(Image location labeling entries)
§
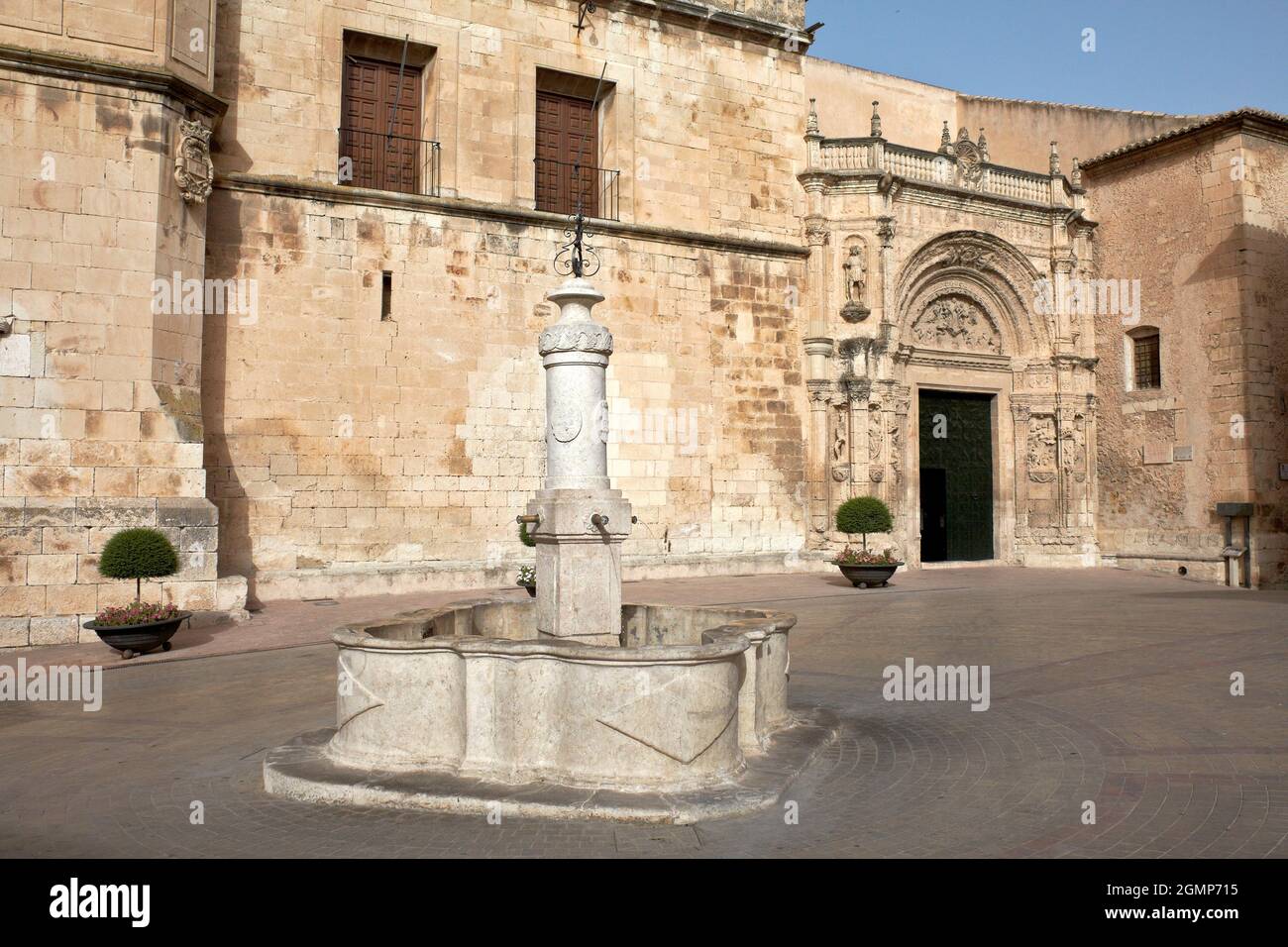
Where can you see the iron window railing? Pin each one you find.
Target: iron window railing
(562, 184)
(389, 162)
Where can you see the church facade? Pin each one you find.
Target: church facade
(273, 275)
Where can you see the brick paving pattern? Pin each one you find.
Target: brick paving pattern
(1106, 685)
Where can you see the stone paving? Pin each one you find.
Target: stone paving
(1107, 685)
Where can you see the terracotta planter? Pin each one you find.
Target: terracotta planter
(140, 639)
(868, 577)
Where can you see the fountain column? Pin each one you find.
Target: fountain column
(581, 521)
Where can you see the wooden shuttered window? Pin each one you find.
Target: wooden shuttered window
(380, 125)
(567, 154)
(1146, 361)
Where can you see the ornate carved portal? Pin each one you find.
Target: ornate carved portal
(954, 317)
(957, 324)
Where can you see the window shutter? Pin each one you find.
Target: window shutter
(567, 154)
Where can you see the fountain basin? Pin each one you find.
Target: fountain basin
(449, 706)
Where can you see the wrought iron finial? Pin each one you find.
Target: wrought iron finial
(578, 257)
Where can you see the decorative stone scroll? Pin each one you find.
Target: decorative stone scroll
(957, 324)
(855, 269)
(1041, 449)
(576, 337)
(193, 169)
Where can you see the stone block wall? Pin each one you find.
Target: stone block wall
(99, 418)
(346, 450)
(1262, 245)
(1183, 223)
(700, 120)
(344, 447)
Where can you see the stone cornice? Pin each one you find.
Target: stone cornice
(698, 13)
(77, 68)
(501, 213)
(1258, 121)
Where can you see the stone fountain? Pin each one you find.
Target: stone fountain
(575, 705)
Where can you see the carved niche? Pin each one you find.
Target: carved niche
(854, 269)
(956, 324)
(1073, 450)
(1041, 449)
(193, 170)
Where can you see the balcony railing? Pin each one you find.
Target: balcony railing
(387, 162)
(561, 185)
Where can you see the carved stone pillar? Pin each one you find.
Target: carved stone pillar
(1020, 416)
(819, 445)
(885, 236)
(819, 274)
(857, 399)
(876, 437)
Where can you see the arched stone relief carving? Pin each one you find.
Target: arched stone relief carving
(956, 321)
(992, 272)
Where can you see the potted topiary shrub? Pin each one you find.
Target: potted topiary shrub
(140, 626)
(864, 514)
(527, 574)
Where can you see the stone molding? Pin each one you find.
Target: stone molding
(76, 68)
(305, 189)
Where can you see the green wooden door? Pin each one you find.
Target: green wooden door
(957, 437)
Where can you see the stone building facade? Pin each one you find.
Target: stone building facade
(236, 317)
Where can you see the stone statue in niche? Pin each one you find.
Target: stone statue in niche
(1072, 453)
(840, 447)
(838, 440)
(855, 279)
(956, 322)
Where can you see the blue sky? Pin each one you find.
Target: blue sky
(1164, 55)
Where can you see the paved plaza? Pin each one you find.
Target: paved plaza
(1106, 685)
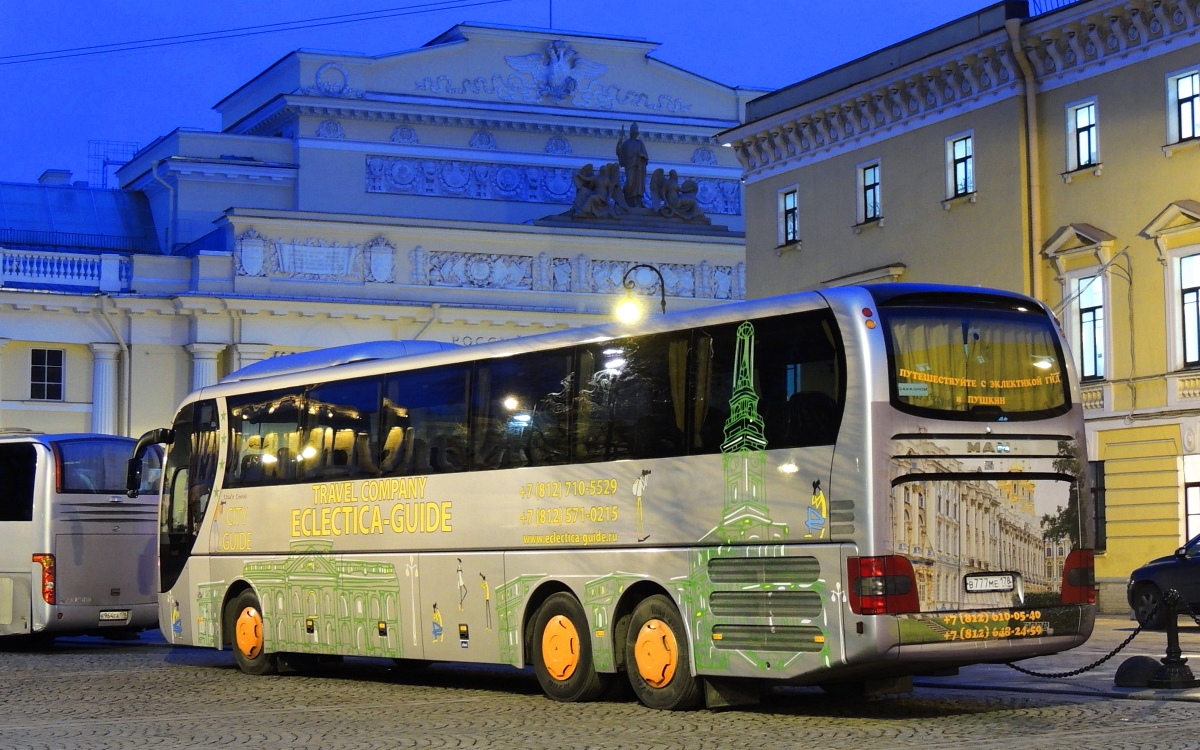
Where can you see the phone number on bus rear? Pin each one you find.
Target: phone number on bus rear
(581, 487)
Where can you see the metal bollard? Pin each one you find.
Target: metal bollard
(1175, 672)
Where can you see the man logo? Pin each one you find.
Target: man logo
(989, 448)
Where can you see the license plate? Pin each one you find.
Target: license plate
(982, 583)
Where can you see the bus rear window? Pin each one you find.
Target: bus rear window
(94, 466)
(975, 364)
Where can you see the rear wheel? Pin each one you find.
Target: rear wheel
(245, 623)
(1149, 606)
(562, 652)
(658, 659)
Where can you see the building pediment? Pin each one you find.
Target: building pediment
(1181, 217)
(498, 66)
(1073, 241)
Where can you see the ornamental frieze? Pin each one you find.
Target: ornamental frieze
(557, 76)
(376, 261)
(581, 275)
(499, 181)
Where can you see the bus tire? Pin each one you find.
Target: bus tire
(249, 635)
(1149, 607)
(562, 652)
(658, 658)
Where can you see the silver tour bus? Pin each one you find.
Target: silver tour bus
(844, 489)
(78, 555)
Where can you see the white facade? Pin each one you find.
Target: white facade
(423, 195)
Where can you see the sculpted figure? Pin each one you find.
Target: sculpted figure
(633, 159)
(679, 201)
(585, 189)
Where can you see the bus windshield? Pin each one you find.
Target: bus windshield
(975, 364)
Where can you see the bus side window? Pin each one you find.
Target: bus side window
(341, 427)
(264, 432)
(634, 403)
(17, 465)
(424, 421)
(798, 375)
(522, 409)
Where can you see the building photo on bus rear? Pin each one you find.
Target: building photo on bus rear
(79, 556)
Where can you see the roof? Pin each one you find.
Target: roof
(75, 217)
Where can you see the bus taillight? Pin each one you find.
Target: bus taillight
(882, 586)
(1079, 577)
(47, 563)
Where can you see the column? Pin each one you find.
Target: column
§
§ AIM OF THE EXERCISE: Edit every entry so that "Pin each one you find" becomes "Mark every instance", keeping all other text unchanged, and leave the pictures out of your answer.

§ FINISHED TASK:
Where can you see the iron window railing? Mark every instance.
Target: iron window railing
(562, 184)
(389, 162)
Where can you see the church facade? Mark every instance.
Target: church facade
(273, 275)
Where can you see the brick paving pattern? Mark every instance.
Target: brick paving pattern
(1106, 685)
Where can you see the stone paving? Mark every instance.
Target: stone paving
(1107, 685)
Where can you see the terracotta planter? Mark every instance.
Target: terracotta planter
(140, 639)
(868, 577)
Where can you see the fountain column? Mark every instance.
Target: fountain column
(581, 521)
Where can you see the wooden shuttered window? Mark every instance.
Target: wooden shuttered window
(380, 125)
(567, 154)
(1146, 361)
Where can you see the ornate carved portal? Mark every instance.
Target: ornate carved portal
(954, 317)
(957, 324)
Where can you see the window shutter? Mark every instance.
Target: window shutter
(567, 154)
Where can you see the fountain basin? Mark every instance.
Target: fountain basin
(449, 706)
Where can you see the wrought iron finial? Mark every instance.
Target: wrought iron finial
(578, 257)
Where can you see the decorative stone scroll? Mark every instance.
Target: decorative stone scroll
(957, 324)
(855, 269)
(1041, 449)
(576, 337)
(193, 169)
Where can you see the stone block wall? Mark every instance.
Target: stone block wall
(99, 418)
(346, 450)
(1262, 245)
(1183, 223)
(700, 120)
(344, 447)
Where can you see the stone cornice? Mark every instance.
Target: stone cornice
(698, 13)
(77, 68)
(501, 213)
(1258, 121)
Where can you see the stone fountain? Mark every instance.
Target: stone fountain
(575, 705)
Where can you see the carved niche? Mark every instance.
Target: carved niche
(854, 269)
(956, 324)
(1073, 450)
(1041, 449)
(193, 170)
Where can you see the balcony railing? Mark every instance.
Target: balcony railing
(387, 162)
(561, 185)
Where can you see the carved stone pillar? Mark every instance.
Target: carved stone pillar
(1020, 416)
(819, 445)
(885, 236)
(819, 274)
(857, 399)
(876, 437)
Where can you see the arched stone relief carving? Mark every instance.
Target: arched stone relief carving
(956, 321)
(992, 272)
Where can you see the potted topiary shrub? Mark every instance.
Target: potted topiary shrub
(140, 626)
(864, 514)
(527, 574)
Where can you see the stone molding? Mark every instance.
Target: stone molding
(76, 68)
(305, 189)
Where can you see the green wooden door? Mark every instance.
Target: green wooden door
(957, 437)
Where can you see the stone building facade? Mark every instance.
Target: stone building facade
(236, 317)
Where can you see the stone statue in niche? Mark every instance.
Target: stone statue in niche
(1072, 453)
(840, 447)
(838, 440)
(855, 279)
(956, 322)
Where can you see the blue sky? Mark every instance.
Target: blue sky
(1164, 55)
Where can you see the paved plaza? Mark every instance.
Target: paved plaza
(1106, 685)
Where can you see the phone number on bus rear? Mark every instance.
Target: phone number on bus rear
(581, 487)
Where can you see the metal bollard? Mark every instance.
Target: metal bollard
(1175, 672)
Where can you see the man logo? Mark every instance.
Target: man logo
(989, 448)
Where can you see the license plate? Mark every instance.
Target: license plate
(982, 583)
Where can you see the bus rear window? Mark every instance.
Target: bus rear window
(94, 466)
(975, 364)
Where can you see the rear wheel? Mark every instance.
Target: rear wheel
(245, 623)
(1149, 606)
(562, 652)
(658, 659)
Where can you see the building pediment? Mark every instance.
Target: building pediment
(1181, 217)
(498, 66)
(1073, 241)
Where can you see the ornamental frieze? Mark every instance.
Target: ornamental frieze
(557, 76)
(376, 261)
(581, 275)
(499, 181)
Where can you see the bus tire? Mark every instance.
Target: bus tire
(249, 635)
(1149, 607)
(562, 652)
(658, 658)
Where can you see the silver tour bus? Mark every instance.
Target: silver tour bus
(844, 489)
(78, 555)
Where can you see the white facade? Mark every instance.
Target: white facade
(423, 195)
Where can you see the sculpted figure? Mark every instance.
Target: sculpted figure
(633, 159)
(679, 201)
(585, 189)
Where can you see the bus windshield? Mark every instance.
Target: bus windshield
(975, 364)
Where can you see the bus side window? Mark every instance.
Target: bus side window
(341, 427)
(264, 432)
(634, 403)
(17, 465)
(424, 421)
(798, 375)
(522, 409)
Where can you see the building photo on bus rear? Mark every instance.
Target: building photo on bus rear
(79, 556)
Where can you see the roof? Mark every instance.
Target: roof
(75, 217)
Where can you see the bus taillight? Mark every instance.
Target: bus taillight
(882, 586)
(1079, 577)
(47, 563)
Where can you see the column? Mark every instance.
Target: column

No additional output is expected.